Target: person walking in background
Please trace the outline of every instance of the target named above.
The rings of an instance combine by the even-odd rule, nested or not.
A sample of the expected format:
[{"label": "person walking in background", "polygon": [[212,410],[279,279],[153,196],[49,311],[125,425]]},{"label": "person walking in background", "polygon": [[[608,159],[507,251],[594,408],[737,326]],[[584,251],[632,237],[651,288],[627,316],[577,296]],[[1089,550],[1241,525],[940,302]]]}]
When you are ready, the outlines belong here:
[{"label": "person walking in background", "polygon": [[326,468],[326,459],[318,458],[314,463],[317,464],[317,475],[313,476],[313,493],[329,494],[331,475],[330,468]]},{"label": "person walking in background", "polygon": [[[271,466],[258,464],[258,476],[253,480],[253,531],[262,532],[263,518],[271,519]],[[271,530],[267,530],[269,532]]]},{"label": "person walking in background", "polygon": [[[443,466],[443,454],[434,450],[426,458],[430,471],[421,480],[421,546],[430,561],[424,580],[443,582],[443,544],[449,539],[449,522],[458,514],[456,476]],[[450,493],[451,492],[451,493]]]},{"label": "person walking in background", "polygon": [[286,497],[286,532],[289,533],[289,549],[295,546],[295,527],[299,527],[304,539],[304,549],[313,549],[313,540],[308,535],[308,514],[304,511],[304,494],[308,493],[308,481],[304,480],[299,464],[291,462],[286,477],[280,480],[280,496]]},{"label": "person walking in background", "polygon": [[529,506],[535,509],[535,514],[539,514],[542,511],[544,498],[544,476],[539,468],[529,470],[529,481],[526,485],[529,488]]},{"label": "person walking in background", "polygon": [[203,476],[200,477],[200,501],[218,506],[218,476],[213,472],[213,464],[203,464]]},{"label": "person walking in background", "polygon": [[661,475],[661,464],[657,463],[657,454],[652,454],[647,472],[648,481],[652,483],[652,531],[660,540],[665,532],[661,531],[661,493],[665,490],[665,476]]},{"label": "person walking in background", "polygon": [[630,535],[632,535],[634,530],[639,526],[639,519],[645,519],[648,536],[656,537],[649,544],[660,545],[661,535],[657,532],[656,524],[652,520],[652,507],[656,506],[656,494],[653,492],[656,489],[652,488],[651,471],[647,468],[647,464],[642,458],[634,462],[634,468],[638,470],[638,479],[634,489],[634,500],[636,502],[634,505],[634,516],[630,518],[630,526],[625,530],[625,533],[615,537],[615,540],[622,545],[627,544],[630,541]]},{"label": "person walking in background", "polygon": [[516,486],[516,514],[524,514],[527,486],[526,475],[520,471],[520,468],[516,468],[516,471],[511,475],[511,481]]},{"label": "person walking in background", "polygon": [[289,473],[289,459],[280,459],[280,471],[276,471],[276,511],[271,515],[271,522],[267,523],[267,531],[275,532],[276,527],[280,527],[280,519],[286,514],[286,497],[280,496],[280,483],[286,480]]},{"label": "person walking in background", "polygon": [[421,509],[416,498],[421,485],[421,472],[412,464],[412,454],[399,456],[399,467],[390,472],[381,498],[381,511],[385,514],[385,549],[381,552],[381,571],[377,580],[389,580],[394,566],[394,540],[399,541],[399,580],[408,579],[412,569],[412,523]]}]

· · · · · · ·

Work to be completed:
Arrange the lines of the listing above as a numbered list. Start with its first line, continue through the line that contains "When you are", and leave out any blank lines.

Exercise response:
1. Target: person walking in background
2. Please trace the outline of every instance of the target named above.
3. The rings of an instance combine by the even-odd rule, nested or not.
4. A sample of the expected format:
5. [{"label": "person walking in background", "polygon": [[212,410],[279,279],[153,196],[49,311],[125,425]]},{"label": "person walking in background", "polygon": [[[608,159],[507,251],[594,408],[737,326]],[[584,251],[632,237],[651,288],[627,316],[577,296]],[[1089,550],[1241,525],[940,302]]]}]
6. When you are ready, the outlines belong here:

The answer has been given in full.